ТЕКСТ:
_ _ _ _

Актуальность работы заключается в первую очередь в отсутствии исследований образа насилия в литературе как опыта трансгрессии. Понятие трансгрессии, произрастающее из ситуации нарушения табу, остро связано с либидальным. Точно так же трансгрессию ожидаемо связывают со смертью. Однако причинение травмы или даже смерти, насилие - философская категория, неотделимая от сферы этического. Поэтому абстрагированное от моральных систем выяснение сути насилия в трансгрессии в рамках философии невозможно. Роман «Шатуны», обладая собственной внутренней логической системой, отстраняет насилие от этического, наделяя акт насилия первозданным звучанием. Таким образом, создается абсолютно уникальная ситуация, в которой мы можем наблюдать внеэтическое насилие как опыт трансгрессии.

Объект исследования - роман Юрия Мамлеева «Шатуны». Предмет исследования - насилие как опыт трансгрессии в романе «Шатуны».

Цель работы: исследовать насилие как опыт трансгрессии в романе «Шатуны».

В ходе исследования нами будут выполнены следующие задачи:

1. Типологизированы виды насилия и участников насильственных актов в романе «Шатуны»

2. Проанализированы особенности художественного воплощения насилия в ранней прозе автора.

3. Проанализирована связь насилия и трансгрессии в романе «Шатуны».

4. Сравнена концепция насилия как опыта трансгрессии в романе «Шатуны» и повлиявшие на автора литературные и философские тексты.

_ _ _ _

ПРЕДСТАВЛЕННЫЕ ДАННЫЕ:
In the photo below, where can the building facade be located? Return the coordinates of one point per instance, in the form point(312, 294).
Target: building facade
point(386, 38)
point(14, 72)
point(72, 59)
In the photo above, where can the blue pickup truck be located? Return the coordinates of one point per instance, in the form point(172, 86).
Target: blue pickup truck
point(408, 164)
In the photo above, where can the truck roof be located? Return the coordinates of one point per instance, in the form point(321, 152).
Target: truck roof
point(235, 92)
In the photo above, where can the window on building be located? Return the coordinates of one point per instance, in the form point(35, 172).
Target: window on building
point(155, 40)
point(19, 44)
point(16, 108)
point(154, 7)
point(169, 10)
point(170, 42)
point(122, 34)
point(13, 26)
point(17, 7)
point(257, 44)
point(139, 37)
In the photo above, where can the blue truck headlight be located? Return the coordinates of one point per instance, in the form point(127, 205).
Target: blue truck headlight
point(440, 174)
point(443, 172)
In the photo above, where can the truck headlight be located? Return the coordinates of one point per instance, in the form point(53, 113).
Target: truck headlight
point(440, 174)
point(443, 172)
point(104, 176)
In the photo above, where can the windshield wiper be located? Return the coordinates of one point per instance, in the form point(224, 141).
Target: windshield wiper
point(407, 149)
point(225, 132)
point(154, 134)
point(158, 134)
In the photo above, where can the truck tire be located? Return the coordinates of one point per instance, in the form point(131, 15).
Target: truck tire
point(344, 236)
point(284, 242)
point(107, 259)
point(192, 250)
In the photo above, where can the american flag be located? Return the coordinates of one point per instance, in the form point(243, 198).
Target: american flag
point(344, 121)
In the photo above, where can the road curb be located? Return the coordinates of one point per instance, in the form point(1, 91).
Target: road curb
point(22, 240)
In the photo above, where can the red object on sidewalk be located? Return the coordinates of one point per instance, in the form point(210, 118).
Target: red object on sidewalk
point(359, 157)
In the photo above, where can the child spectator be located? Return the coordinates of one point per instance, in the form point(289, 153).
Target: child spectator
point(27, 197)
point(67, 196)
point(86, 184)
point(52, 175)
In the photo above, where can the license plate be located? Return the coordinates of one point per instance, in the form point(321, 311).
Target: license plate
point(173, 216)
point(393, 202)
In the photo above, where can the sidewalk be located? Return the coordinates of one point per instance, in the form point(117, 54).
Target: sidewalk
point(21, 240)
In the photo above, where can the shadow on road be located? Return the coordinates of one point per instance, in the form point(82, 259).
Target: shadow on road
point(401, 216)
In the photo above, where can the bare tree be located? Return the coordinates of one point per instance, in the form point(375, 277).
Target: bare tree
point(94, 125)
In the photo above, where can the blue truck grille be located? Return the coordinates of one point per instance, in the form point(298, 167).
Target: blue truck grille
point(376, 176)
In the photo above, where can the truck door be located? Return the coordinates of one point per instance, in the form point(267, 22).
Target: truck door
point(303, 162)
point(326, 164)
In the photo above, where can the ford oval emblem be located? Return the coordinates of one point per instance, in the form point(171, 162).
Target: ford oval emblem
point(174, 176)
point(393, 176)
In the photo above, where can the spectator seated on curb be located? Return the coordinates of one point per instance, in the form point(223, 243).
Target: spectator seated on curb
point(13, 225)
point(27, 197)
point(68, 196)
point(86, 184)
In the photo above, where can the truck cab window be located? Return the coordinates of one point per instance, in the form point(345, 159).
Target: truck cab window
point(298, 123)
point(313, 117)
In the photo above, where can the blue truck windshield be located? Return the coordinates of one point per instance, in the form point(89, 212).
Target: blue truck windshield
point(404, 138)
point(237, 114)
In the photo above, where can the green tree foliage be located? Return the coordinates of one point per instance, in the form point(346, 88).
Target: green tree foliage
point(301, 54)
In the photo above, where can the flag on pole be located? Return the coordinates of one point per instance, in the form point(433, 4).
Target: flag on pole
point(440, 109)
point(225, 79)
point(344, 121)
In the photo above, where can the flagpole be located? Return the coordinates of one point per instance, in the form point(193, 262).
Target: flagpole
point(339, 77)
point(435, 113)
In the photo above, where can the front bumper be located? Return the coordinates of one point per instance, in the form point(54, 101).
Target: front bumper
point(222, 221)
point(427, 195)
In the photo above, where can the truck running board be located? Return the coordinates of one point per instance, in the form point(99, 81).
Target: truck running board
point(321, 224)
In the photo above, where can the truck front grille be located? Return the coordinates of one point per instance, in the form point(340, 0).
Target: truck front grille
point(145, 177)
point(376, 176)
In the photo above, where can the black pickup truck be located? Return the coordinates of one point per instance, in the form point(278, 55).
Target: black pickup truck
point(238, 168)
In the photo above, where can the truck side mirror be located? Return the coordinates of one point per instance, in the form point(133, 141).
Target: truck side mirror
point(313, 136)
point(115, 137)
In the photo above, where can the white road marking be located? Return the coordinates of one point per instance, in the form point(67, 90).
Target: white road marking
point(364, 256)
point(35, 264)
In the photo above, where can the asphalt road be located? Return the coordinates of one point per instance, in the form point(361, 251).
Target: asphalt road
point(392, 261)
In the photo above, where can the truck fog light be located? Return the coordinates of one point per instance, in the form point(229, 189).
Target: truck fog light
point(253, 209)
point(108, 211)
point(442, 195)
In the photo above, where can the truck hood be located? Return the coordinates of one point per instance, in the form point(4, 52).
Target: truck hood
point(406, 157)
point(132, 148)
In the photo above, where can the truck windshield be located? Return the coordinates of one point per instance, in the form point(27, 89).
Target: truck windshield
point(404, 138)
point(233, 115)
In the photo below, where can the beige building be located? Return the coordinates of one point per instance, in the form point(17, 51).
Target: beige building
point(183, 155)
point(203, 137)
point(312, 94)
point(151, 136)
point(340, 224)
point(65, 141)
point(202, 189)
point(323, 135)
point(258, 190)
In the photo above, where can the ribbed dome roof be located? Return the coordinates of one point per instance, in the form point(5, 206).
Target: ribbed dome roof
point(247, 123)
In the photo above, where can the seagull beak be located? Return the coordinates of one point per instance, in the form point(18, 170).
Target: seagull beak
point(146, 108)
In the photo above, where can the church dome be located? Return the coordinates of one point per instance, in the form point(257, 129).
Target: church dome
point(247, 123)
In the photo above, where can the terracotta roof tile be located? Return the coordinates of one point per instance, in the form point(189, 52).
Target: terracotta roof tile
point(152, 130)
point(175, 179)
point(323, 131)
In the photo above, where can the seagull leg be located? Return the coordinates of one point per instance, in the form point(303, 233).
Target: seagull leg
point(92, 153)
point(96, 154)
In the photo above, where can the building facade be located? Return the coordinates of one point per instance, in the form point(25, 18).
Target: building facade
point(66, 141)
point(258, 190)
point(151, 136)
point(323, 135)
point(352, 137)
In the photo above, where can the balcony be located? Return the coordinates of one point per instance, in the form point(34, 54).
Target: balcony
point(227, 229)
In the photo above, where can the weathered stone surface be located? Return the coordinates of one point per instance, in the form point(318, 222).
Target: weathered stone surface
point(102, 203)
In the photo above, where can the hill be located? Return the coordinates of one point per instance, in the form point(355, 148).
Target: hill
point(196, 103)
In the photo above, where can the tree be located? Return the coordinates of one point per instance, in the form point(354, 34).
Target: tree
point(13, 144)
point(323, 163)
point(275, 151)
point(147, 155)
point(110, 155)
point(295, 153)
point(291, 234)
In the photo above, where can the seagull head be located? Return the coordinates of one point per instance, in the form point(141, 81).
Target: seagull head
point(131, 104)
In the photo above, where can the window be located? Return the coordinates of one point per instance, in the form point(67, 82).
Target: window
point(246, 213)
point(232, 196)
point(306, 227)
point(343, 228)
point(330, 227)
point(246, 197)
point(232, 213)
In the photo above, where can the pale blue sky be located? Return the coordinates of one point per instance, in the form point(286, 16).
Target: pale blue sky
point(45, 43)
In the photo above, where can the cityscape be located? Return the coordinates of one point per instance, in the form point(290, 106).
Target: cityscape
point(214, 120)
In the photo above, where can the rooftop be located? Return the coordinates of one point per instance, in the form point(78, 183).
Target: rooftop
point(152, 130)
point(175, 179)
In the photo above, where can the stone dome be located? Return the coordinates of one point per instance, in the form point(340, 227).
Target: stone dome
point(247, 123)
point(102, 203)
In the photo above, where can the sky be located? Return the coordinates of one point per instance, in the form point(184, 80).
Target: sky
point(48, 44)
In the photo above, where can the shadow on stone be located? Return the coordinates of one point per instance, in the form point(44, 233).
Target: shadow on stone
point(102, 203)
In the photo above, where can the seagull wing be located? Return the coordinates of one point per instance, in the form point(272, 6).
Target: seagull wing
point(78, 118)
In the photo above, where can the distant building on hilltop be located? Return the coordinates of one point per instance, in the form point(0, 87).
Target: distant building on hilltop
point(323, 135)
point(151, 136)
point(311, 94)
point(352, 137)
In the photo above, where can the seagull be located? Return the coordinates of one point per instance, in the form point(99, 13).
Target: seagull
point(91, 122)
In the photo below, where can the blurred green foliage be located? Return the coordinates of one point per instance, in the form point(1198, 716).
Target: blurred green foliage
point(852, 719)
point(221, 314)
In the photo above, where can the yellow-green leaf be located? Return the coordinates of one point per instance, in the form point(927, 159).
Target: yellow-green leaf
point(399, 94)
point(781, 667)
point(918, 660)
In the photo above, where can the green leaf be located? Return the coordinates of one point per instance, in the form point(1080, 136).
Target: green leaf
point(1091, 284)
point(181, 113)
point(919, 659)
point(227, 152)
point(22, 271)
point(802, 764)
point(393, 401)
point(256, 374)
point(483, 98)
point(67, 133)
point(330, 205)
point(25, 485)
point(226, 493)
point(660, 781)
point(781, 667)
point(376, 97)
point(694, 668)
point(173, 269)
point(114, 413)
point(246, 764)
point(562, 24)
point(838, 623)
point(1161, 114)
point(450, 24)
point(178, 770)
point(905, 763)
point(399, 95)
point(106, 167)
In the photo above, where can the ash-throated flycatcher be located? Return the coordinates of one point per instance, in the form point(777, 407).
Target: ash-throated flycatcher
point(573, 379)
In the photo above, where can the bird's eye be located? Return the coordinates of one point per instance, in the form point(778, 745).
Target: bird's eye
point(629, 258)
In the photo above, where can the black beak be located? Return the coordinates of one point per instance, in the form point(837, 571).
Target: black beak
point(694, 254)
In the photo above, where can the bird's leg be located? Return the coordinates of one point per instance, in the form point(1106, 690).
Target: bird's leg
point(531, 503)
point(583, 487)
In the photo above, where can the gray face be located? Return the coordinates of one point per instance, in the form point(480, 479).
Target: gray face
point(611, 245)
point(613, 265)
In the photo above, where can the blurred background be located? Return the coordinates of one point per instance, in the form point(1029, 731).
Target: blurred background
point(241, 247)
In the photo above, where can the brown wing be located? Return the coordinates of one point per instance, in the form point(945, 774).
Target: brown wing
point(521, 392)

_ _ _ _

ЧТО НУЖНО СДЕЛАТЬ:
(1) Что названо объектом исследования в тексте о романе «Шатуны»?
(2) Перепишите дословно фрагмент текста о романе «Шатуны»: всё начиная со слов «2. Проанализированы особенности» и вплоть до слов «и философские тексты.».
Отвечайте только по тексту.

ОТВЕТЫ НА ЗАДАНИЯ:
(1) Роман Юрия Мамлеева «Шатуны».

(2)
2. Проанализированы особенности художественного воплощения насилия в ранней прозе автора.

3. Проанализирована связь насилия и трансгрессии в романе «Шатуны».

4. Сравнена концепция насилия как опыта трансгрессии в романе «Шатуны» и повлиявшие на автора литературные и философские тексты.